##### Records shown #####

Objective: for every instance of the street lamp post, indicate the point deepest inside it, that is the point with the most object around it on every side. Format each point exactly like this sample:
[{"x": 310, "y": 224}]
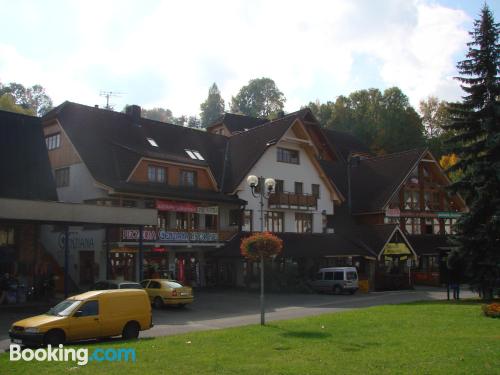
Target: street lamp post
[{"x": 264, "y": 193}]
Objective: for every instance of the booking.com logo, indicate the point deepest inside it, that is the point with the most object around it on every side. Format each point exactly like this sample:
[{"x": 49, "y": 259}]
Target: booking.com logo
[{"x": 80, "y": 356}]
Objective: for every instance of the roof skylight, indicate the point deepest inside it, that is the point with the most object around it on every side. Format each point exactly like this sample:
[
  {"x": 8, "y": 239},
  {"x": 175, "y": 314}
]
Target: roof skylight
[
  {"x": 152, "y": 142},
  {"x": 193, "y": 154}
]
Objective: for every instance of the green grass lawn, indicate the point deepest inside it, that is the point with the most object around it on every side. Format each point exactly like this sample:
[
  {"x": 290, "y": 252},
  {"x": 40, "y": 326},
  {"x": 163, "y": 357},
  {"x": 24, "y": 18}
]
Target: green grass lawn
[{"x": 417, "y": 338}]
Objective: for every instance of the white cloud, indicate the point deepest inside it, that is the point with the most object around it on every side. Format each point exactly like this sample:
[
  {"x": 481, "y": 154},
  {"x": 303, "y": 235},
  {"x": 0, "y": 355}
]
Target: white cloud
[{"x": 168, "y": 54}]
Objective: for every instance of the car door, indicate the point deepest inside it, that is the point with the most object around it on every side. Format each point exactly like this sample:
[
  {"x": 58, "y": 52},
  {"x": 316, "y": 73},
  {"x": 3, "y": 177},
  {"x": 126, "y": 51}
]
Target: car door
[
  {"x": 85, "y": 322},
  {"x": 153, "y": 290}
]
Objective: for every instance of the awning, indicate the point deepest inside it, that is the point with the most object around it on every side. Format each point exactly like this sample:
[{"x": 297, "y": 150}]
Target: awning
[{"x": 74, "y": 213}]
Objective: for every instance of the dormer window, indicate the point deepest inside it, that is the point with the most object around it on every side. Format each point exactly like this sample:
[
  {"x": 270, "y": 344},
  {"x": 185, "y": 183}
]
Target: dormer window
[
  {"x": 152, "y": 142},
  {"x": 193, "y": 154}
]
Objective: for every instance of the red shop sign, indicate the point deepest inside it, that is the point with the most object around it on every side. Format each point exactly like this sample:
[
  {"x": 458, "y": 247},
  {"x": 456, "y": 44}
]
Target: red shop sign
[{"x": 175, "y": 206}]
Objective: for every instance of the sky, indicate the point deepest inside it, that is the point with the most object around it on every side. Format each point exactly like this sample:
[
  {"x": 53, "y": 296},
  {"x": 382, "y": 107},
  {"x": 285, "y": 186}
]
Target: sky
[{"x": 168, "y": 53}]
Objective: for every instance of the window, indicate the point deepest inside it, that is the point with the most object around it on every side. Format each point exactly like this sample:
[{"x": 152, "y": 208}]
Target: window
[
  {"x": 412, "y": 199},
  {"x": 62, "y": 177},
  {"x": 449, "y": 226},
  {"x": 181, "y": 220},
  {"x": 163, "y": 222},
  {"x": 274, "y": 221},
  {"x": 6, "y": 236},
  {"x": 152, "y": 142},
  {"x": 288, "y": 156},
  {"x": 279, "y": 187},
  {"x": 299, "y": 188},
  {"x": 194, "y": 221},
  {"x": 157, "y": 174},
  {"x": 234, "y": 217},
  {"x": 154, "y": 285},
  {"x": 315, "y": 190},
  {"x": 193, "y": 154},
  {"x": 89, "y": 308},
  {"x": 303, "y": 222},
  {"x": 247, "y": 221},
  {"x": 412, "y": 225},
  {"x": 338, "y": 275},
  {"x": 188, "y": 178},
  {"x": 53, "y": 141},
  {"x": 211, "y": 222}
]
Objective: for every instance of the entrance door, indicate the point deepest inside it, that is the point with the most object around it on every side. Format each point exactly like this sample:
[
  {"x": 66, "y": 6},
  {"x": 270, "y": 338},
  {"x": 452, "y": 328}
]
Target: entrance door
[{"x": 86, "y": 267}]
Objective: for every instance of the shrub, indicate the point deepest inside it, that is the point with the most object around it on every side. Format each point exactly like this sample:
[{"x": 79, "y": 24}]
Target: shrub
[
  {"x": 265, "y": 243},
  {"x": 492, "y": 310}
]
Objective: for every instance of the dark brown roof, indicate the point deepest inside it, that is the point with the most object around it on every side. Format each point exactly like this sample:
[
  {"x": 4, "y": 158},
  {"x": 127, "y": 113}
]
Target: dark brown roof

#####

**Task requirements**:
Can you repeat every record above exactly, apart from the pictures?

**Answer to the exercise**:
Objective: for every instance of the street lamp post, indicate the point deepest inside it, that is the point with the most object around it on every side. Format each point exactly like this sample:
[{"x": 310, "y": 224}]
Target: street lamp post
[{"x": 264, "y": 193}]
Objective: for every instance of the booking.com logo, indicate the point deepest inside it, that is the point with the most object around it on every side. Format each point exactly like this sample:
[{"x": 49, "y": 259}]
Target: booking.com logo
[{"x": 80, "y": 356}]
Objective: for every instance of the roof skylight, indicate the point deepest inside it, that is the point with the most object around it on every side. Format each point exactly like this sample:
[
  {"x": 8, "y": 239},
  {"x": 175, "y": 314}
]
Target: roof skylight
[
  {"x": 152, "y": 142},
  {"x": 193, "y": 154}
]
Objective: for every instance of the green grass lawn, indicate the point deepest inside it, that is the point with the most object around it on every side. Format each point exactly like this sample:
[
  {"x": 290, "y": 252},
  {"x": 40, "y": 326},
  {"x": 163, "y": 357},
  {"x": 24, "y": 18}
]
Target: green grass lawn
[{"x": 417, "y": 338}]
Objective: for every instance of the white cloud, indicate the point deepest inside it, that is the point with the most object around it on every side. Format each point exactly like this sample:
[
  {"x": 481, "y": 154},
  {"x": 303, "y": 235},
  {"x": 0, "y": 355}
]
Target: white cloud
[{"x": 168, "y": 54}]
Objective: for every instance of the car door, indicate the point deepest inside it, that is the point with the most object around it on every side. Format each point exactly like this sample:
[
  {"x": 58, "y": 52},
  {"x": 316, "y": 73},
  {"x": 3, "y": 177},
  {"x": 126, "y": 51}
]
Target: car door
[
  {"x": 85, "y": 322},
  {"x": 153, "y": 290}
]
Objective: for every instance of the awning, indicate the point deepest inside it, that is the point with the most object around it on every side. Format each point exactly like this sample:
[{"x": 297, "y": 150}]
Target: awning
[{"x": 74, "y": 213}]
Objective: for every instance of the dormer window, indicate the point deepest inside it, that is the point with the most object around it on every side. Format each point exactly like this sample:
[
  {"x": 270, "y": 344},
  {"x": 185, "y": 183}
]
Target: dormer window
[
  {"x": 152, "y": 142},
  {"x": 193, "y": 154}
]
Objective: for every instance of the red shop sign, indicate the point deepest inside it, that is the point with the most object around it on every side. Format each point exactly like this sample:
[
  {"x": 458, "y": 247},
  {"x": 456, "y": 44}
]
Target: red shop sign
[{"x": 175, "y": 206}]
Objective: for every instance of the sky, indicate the point deepest inside it, that is the point with the most object around it on every side. Format each point exactly like this sample:
[
  {"x": 53, "y": 296},
  {"x": 382, "y": 107},
  {"x": 285, "y": 186}
]
Target: sky
[{"x": 168, "y": 53}]
Objective: for every instance of the window, indicate the point deepest inside it, that is the point with the most object around it on every side. Format each point exactly like this sample:
[{"x": 152, "y": 208}]
Target: window
[
  {"x": 412, "y": 199},
  {"x": 62, "y": 177},
  {"x": 449, "y": 226},
  {"x": 181, "y": 220},
  {"x": 163, "y": 222},
  {"x": 274, "y": 221},
  {"x": 6, "y": 236},
  {"x": 152, "y": 142},
  {"x": 288, "y": 156},
  {"x": 279, "y": 187},
  {"x": 299, "y": 188},
  {"x": 194, "y": 221},
  {"x": 157, "y": 174},
  {"x": 234, "y": 217},
  {"x": 154, "y": 285},
  {"x": 315, "y": 190},
  {"x": 193, "y": 154},
  {"x": 89, "y": 308},
  {"x": 303, "y": 222},
  {"x": 247, "y": 221},
  {"x": 412, "y": 225},
  {"x": 338, "y": 275},
  {"x": 188, "y": 178},
  {"x": 53, "y": 141},
  {"x": 211, "y": 222}
]
Objective: for every instance of the entrance door, indicate the point deepest inside it, that is the point with the most object around it on every side. Format each point exactly like this sample:
[
  {"x": 66, "y": 6},
  {"x": 270, "y": 338},
  {"x": 452, "y": 328}
]
Target: entrance door
[{"x": 86, "y": 267}]
Objective: for every instance of the shrub, indicate the point deepest inside it, that is the point with the most object around it on every side. Format each point exactly like this sample:
[{"x": 79, "y": 24}]
Target: shrub
[
  {"x": 265, "y": 243},
  {"x": 492, "y": 310}
]
Objective: for every instance of the dark brown roof, indicate the point deepest inside it, that is the point with the most object around it on every side. Format each point exactly like this sample:
[
  {"x": 4, "y": 158},
  {"x": 127, "y": 113}
]
Target: dark brown roof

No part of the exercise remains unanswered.